— Exercise task —
Rewrite all of the material below as a numbered list, one line per item, skipping any blank lines. Omit the pictures from your answer.

* Start Listed entries *

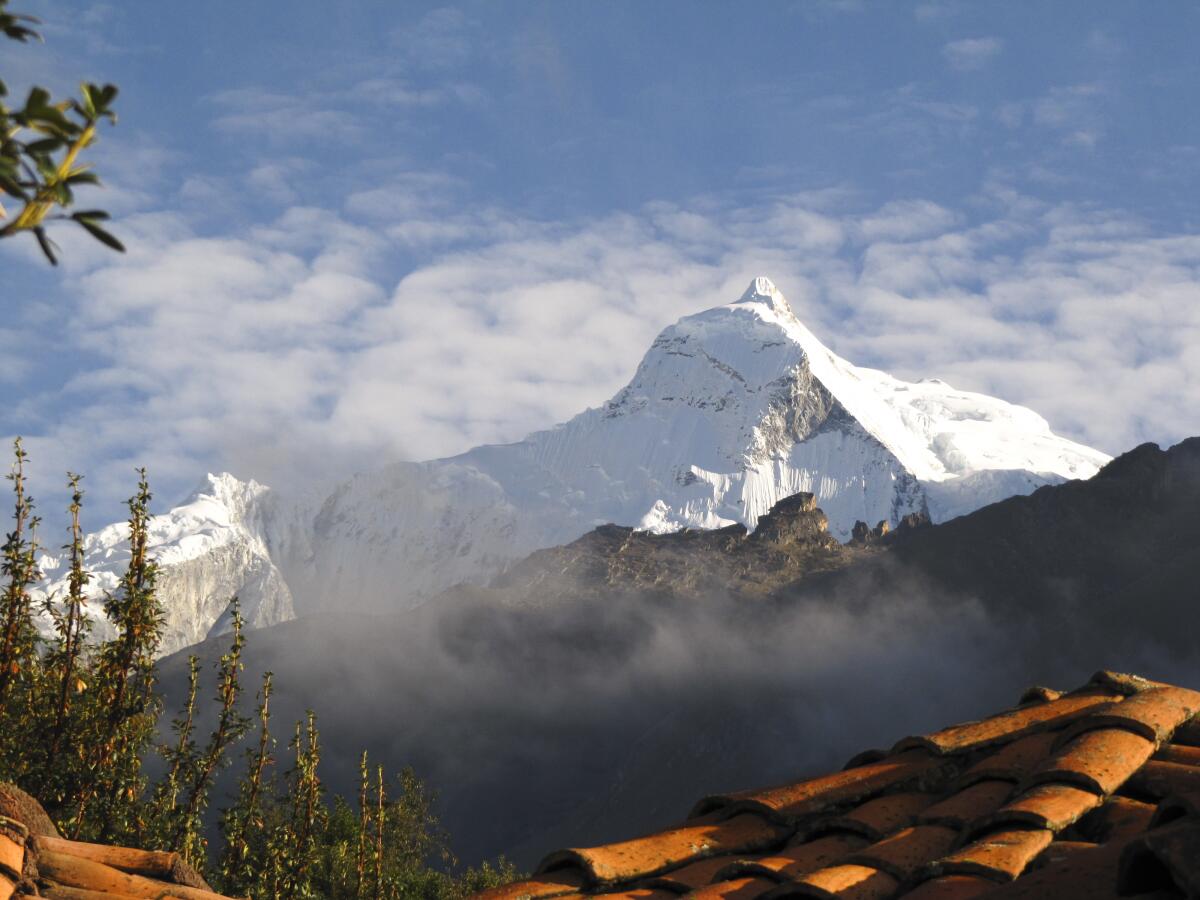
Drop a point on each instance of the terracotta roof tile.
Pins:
(1037, 802)
(1080, 876)
(952, 887)
(1061, 851)
(1159, 780)
(559, 883)
(733, 889)
(1098, 761)
(797, 859)
(1162, 858)
(1013, 761)
(42, 864)
(845, 882)
(1037, 694)
(689, 877)
(1123, 683)
(639, 894)
(12, 847)
(1009, 725)
(1186, 805)
(1155, 713)
(970, 804)
(1001, 856)
(802, 798)
(658, 852)
(1179, 753)
(906, 851)
(1188, 733)
(1050, 805)
(1119, 819)
(880, 816)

* End Listed entries *

— The completed task —
1. Drop a point on each instance of the terracotta roof tile.
2. Pins:
3. (1037, 802)
4. (1080, 876)
5. (952, 887)
6. (1061, 851)
7. (1159, 780)
8. (559, 883)
9. (733, 889)
10. (1098, 761)
11. (797, 859)
12. (1162, 858)
13. (1013, 761)
14. (42, 864)
15. (845, 882)
16. (1037, 694)
17. (689, 877)
18. (1123, 683)
19. (639, 894)
20. (12, 847)
21. (1009, 725)
22. (1186, 805)
23. (1155, 713)
24. (970, 804)
25. (1001, 856)
26. (802, 798)
27. (658, 852)
28. (1179, 753)
29. (906, 851)
30. (1188, 733)
31. (1050, 805)
32. (1119, 819)
33. (880, 816)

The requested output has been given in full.